=== Input for this task ===

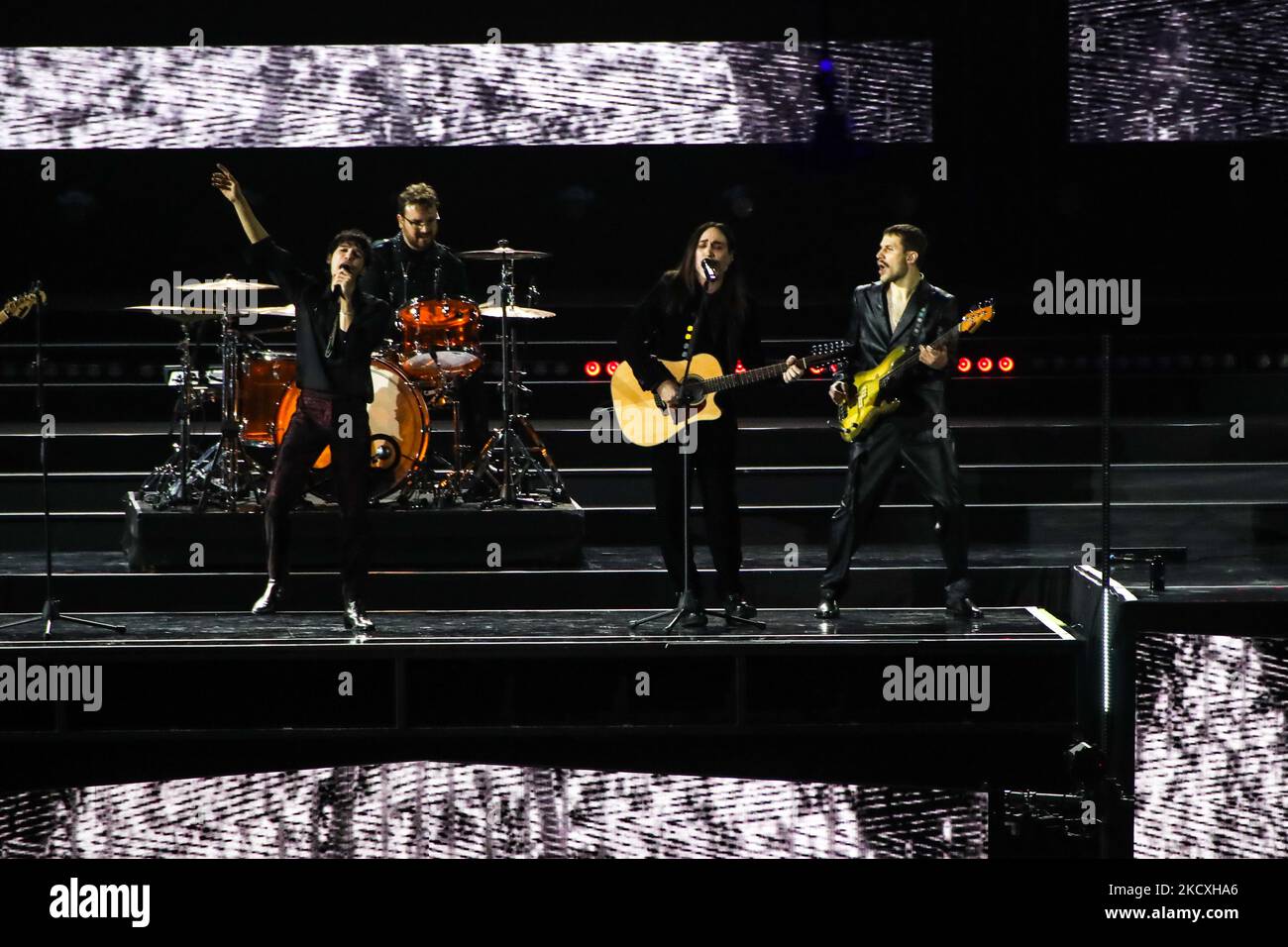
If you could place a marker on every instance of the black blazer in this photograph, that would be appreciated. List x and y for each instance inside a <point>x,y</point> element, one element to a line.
<point>316,316</point>
<point>399,274</point>
<point>930,312</point>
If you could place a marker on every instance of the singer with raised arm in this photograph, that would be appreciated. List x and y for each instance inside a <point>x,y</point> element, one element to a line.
<point>336,326</point>
<point>699,307</point>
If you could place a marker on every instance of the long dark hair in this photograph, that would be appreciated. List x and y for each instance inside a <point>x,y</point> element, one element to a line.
<point>686,282</point>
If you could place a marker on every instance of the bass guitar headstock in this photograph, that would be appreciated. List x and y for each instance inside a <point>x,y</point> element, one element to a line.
<point>21,304</point>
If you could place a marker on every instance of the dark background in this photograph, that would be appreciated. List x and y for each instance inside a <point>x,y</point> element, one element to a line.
<point>1020,202</point>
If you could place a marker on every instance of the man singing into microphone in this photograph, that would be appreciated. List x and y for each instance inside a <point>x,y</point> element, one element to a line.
<point>728,329</point>
<point>336,326</point>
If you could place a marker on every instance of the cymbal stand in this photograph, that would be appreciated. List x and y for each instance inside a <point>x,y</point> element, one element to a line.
<point>505,451</point>
<point>226,457</point>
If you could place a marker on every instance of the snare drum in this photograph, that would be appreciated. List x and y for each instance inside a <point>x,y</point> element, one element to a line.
<point>441,338</point>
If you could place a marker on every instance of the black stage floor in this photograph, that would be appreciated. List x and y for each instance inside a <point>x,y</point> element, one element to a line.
<point>446,628</point>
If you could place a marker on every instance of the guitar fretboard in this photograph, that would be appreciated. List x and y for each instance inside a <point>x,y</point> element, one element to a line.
<point>722,382</point>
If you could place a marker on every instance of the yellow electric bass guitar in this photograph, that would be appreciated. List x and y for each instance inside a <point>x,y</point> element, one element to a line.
<point>643,418</point>
<point>872,399</point>
<point>18,305</point>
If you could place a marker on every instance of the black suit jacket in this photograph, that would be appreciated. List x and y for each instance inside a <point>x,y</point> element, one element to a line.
<point>329,361</point>
<point>399,274</point>
<point>930,312</point>
<point>656,330</point>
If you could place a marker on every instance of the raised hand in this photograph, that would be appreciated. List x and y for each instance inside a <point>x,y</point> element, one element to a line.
<point>795,368</point>
<point>226,183</point>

===

Print exactly the line containing "the black suit" and every line after it through the end of the records above, and nothing else.

> The answer
If you could place a marker on every instance of the black suit jacket in this photograph, that would be appreciated. List x and y for each instance inside a <point>x,y</point> element, one element to a line.
<point>329,361</point>
<point>399,274</point>
<point>930,312</point>
<point>656,330</point>
If you could place a marker on every instance of the raised hand in this photograph, that would be appreciated. List x and y for each instance inside a <point>x,y</point> element, one element to a line.
<point>795,368</point>
<point>226,183</point>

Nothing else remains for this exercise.